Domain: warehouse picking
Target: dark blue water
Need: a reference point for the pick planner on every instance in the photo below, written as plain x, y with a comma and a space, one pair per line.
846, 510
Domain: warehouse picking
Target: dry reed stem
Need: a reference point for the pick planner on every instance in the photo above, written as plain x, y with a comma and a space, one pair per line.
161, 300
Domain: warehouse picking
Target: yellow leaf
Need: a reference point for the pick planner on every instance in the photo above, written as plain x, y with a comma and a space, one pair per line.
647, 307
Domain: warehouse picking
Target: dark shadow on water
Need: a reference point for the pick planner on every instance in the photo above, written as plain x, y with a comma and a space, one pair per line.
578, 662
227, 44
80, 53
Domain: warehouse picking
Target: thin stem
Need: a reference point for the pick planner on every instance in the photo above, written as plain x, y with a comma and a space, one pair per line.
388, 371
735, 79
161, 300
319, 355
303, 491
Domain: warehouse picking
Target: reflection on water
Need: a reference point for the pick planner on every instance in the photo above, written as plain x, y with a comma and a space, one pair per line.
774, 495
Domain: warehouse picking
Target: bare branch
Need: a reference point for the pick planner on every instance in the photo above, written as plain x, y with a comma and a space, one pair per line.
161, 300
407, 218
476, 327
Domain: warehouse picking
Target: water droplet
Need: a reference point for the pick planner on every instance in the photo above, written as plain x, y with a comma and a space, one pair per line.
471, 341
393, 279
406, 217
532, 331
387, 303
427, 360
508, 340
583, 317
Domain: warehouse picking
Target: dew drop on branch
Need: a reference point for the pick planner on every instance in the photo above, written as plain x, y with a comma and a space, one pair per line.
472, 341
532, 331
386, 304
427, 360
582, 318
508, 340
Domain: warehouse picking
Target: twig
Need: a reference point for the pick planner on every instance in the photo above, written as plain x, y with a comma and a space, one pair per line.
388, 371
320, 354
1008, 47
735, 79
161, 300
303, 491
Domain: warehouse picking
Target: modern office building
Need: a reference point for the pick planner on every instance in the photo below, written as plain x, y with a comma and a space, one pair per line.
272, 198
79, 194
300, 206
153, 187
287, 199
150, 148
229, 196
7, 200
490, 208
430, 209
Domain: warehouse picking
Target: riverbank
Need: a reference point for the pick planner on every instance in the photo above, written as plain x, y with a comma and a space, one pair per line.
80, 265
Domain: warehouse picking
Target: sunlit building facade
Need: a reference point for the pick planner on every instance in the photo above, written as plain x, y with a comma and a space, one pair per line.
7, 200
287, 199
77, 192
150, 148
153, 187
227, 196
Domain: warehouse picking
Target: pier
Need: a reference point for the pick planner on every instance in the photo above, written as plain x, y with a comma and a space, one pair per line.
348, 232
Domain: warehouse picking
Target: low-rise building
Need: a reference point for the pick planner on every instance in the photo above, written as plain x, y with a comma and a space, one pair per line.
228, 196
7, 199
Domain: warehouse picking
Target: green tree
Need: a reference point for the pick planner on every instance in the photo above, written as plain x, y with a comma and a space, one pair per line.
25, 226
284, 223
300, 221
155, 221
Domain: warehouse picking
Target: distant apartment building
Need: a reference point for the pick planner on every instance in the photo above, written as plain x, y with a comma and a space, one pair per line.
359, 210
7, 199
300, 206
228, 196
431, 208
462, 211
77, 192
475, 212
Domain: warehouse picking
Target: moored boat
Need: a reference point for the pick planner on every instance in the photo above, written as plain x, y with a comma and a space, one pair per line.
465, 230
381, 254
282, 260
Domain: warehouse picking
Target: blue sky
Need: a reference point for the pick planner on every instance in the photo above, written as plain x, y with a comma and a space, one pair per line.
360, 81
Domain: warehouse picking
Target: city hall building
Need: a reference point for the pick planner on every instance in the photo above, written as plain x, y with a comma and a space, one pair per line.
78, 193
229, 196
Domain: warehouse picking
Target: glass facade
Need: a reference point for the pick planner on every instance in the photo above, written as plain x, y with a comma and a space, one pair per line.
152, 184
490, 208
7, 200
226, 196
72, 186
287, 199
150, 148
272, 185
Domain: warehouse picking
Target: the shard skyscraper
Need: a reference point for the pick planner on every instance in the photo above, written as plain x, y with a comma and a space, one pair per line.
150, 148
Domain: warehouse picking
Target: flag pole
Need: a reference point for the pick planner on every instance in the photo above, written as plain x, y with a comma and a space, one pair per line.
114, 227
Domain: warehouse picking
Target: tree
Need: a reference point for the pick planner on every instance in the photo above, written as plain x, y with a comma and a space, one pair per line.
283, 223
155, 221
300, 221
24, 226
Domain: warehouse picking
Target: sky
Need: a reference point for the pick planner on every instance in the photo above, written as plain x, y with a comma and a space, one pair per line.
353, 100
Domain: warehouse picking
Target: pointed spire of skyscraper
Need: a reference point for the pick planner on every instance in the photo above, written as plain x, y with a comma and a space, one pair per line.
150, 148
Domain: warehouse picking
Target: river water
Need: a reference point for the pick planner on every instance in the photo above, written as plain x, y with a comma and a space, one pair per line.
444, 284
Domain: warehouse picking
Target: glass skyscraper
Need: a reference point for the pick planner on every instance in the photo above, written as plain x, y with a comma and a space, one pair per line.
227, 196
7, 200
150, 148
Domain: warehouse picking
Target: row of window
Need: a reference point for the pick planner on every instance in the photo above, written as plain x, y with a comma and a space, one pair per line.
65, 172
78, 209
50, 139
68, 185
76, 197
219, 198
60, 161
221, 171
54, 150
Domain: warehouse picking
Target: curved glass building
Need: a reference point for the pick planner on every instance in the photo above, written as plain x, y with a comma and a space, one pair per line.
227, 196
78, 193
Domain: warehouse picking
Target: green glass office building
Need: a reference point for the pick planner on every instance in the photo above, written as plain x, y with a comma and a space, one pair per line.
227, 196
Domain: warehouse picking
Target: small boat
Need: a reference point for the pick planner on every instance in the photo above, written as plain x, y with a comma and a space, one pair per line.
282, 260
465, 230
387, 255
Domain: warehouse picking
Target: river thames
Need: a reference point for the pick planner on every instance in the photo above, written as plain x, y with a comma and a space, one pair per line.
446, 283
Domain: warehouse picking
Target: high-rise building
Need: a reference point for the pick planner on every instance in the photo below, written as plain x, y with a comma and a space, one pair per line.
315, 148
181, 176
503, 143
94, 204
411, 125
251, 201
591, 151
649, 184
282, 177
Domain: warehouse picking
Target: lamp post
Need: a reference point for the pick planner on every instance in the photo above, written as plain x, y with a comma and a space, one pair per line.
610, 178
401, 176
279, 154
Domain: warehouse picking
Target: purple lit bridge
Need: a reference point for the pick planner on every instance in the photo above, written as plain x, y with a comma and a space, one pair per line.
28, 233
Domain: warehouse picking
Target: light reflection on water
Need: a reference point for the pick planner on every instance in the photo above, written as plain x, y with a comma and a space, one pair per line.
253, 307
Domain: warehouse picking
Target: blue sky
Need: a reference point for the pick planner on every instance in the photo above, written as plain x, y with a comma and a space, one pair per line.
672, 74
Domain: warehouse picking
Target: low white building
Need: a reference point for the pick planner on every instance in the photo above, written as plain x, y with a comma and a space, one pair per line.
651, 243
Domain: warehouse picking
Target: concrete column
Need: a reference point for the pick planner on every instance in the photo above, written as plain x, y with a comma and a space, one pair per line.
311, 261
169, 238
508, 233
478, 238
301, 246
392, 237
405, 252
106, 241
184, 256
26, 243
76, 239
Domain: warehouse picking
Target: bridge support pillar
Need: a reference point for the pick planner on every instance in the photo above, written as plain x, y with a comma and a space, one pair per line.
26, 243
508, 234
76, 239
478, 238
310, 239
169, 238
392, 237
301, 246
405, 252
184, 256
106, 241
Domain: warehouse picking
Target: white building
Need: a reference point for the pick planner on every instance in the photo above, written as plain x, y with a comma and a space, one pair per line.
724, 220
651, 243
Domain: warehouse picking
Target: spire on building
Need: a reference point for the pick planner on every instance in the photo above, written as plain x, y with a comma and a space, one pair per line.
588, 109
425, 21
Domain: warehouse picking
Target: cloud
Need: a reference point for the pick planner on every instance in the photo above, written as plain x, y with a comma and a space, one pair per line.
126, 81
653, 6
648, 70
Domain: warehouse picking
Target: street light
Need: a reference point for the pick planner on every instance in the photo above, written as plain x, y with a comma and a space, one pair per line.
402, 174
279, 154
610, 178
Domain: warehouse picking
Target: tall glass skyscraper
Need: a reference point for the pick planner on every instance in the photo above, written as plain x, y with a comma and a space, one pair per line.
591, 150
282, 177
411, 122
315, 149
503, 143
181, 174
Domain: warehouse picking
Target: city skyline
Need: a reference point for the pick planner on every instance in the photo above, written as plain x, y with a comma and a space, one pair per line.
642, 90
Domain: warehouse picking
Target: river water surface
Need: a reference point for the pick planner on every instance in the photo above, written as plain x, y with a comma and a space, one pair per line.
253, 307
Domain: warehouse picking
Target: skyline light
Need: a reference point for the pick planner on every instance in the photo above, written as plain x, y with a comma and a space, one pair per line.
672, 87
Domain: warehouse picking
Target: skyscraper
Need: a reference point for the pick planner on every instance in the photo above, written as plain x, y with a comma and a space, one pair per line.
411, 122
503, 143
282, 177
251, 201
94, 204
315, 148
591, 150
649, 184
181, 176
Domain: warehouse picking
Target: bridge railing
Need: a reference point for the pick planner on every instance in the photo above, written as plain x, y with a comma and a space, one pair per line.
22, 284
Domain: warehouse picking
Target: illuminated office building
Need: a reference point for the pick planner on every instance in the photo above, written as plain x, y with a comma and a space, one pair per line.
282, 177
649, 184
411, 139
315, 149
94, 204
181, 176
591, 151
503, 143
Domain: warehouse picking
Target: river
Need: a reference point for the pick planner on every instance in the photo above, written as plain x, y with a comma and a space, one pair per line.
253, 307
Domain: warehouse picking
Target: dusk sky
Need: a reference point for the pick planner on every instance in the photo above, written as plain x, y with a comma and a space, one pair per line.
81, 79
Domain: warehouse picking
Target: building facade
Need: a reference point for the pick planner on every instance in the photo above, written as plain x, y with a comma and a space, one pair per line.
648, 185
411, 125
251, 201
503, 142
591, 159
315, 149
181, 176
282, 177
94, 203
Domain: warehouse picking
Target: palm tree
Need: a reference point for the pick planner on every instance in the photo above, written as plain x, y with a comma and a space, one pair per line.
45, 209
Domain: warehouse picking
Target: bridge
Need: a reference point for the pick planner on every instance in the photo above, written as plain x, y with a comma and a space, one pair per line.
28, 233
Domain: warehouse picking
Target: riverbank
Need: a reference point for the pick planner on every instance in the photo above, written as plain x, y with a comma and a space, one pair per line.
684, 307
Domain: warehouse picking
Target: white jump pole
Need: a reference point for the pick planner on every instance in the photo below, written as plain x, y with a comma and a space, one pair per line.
##########
§ **Task details**
Find every line in the data above that contains the word "white" and copy each of those lines in full.

§ **Task answer**
Target: low white building
Target: white building
Target: white jump pole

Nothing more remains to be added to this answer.